**Quoted text**
::::::::::
The article cited also links activities seen in Iraq to post-WW1 Germany.


http://www.cnn.com/2003/ALLPOLITICS/02/10/timep.bush.iraq.tm/index.html
When it was over, Powell had done about as much as any member of the Administration could to convince the world that Saddam was cheating the inspectors, hiding weapons of mass destruction, maneuvering to acquire nuclear weapons and in league with terrorists from al-Qaeda. 

The difficulty is this: lots of people already knew that or at least suspected it. The issue is what to do now and how to make the case for war. As a senior diplomat at the U.N. said, "The Security Council is not arguing about whether Iraq is cooperating with the inspectors. Everyone but the Syrians acknowledges that it is not. The question is, Should we go to war?" Neither the Security Council nor the American public have answered that question unambiguously in the affirmative. 


WhiteBirch


----------



## Rich Parsons (Feb 12, 2003)

An Article about N. Korea

http://story.news.yahoo.com/news?tm...20030212/ap_on_go_co/us_north_korea_missile_9


----------



## Cliarlaoch (Feb 12, 2003)

Alright, here comes the tirade:
:soapbox:

I don't know what to do with Iraq... I find it kind of strange that Bush is concentrating so much on this one dictator when the whole world's chock full of them.

My main problem with any invasion of Iraq comes from fears of gung-ho solutions... I don't think just bombing the spit out of the country's going to solve anything. The economic sanctions that have been leveled on that country have destroyed its entire economy. They have enough problem making bread, much less bombs. If you want to fix Iraq, you've got to remove the sanctions, you've got to get new institutions in there that rebuild its economy. And then there's Saddam Hussein. I do think he needs to be removed. I don't know how, but I don't know if the polits back in office in D.C. are willing or capable of making the choice to remove a person from power in another country. It's the moral thing to do, sure, but it violates every international law we've got. That's half the problem. (And by the way, don't think I'm justifying international law unconditionally, here... I've got my own problems with a system that allows folks like Hussein to have power unchecked)

The other half is, how do we justify a war against a country for the sole purpose of removing one man? Can we justify however many thousand people are going to be MURDERED because we can't stand Saddam? I've seen enough evidence from independent news sources about how bad things got the first time the world attacked Iraq. It wasn't pretty. No criticism of the people living in the US or working in its various military bodies, they were "just doing their job," but there were an awful lot of innocent civilians who got killed. Maybe it's time we start questioning WHY it is the U.S. Government wants this war, when it seems that an increasing number of American CITIZENS don't want anything to do with it. Then there's the fact that most of the US's primary allies want nothing to do with this war for various reasons. I guarantee that Germany isn't going to support the war, nor will France.
::::::::::
**Task to carry out**
From the Iraq discussion thread, copy the passage that begins at the words "## Cliarlaoch (Feb" and stops after "full of them.", substituting "tyrant" for "dictator".

**Records**
::::::::::
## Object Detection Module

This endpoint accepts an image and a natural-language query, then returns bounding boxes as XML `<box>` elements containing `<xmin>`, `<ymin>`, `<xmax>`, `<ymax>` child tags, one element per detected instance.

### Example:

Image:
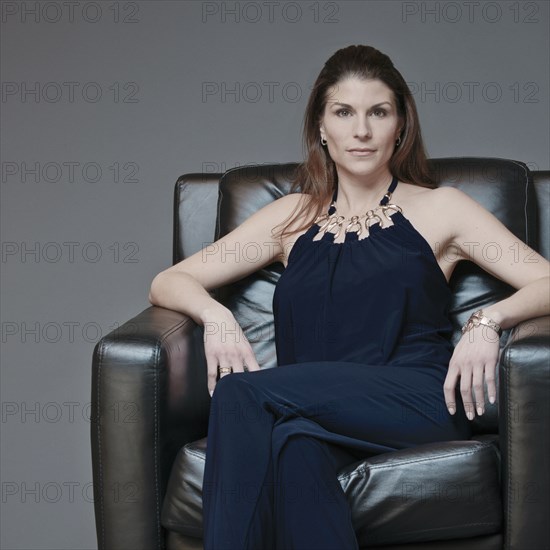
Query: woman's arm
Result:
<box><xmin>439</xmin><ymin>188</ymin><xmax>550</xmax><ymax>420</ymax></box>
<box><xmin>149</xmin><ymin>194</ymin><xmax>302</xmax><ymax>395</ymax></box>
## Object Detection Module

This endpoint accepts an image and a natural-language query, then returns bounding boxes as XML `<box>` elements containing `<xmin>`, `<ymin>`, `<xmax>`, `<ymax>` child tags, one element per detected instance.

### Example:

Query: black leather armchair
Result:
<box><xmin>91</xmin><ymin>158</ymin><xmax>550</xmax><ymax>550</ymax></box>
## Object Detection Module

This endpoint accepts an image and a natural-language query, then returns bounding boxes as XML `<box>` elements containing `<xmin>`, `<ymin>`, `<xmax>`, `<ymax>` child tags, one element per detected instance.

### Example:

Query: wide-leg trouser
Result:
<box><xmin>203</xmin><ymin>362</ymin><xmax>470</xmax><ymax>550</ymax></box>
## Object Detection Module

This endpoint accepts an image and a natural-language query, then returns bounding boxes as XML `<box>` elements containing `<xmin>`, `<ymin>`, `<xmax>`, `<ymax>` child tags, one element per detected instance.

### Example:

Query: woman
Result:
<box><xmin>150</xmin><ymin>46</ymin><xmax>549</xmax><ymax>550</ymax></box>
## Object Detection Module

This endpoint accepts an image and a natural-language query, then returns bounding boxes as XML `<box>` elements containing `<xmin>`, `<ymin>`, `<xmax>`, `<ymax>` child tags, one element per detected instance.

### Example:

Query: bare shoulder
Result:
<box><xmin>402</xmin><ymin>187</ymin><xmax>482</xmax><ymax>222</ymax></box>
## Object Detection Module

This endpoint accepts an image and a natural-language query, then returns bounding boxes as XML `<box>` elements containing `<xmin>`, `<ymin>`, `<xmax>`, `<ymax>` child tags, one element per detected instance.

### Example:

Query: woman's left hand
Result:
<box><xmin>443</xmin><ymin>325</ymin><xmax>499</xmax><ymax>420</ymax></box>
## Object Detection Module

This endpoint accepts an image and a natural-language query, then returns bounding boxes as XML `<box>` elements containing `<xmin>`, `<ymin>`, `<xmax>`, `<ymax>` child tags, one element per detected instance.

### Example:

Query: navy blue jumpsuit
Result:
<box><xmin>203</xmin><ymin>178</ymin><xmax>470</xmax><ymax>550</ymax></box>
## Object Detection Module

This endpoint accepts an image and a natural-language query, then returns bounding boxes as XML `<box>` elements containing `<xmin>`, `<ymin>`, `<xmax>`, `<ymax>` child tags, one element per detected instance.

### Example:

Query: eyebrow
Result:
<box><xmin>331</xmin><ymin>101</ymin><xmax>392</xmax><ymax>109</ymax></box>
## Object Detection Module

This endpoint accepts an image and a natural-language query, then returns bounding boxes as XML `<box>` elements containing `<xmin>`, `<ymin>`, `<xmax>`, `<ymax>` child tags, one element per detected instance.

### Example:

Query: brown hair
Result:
::::::::::
**Response**
## Cliarlaoch (Feb 12, 2003)

Alright, here comes the tirade:
:soapbox:

I don't know what to do with Iraq... I find it kind of strange that Bush is concentrating so much on this one tyrant when the whole world's chock full of them.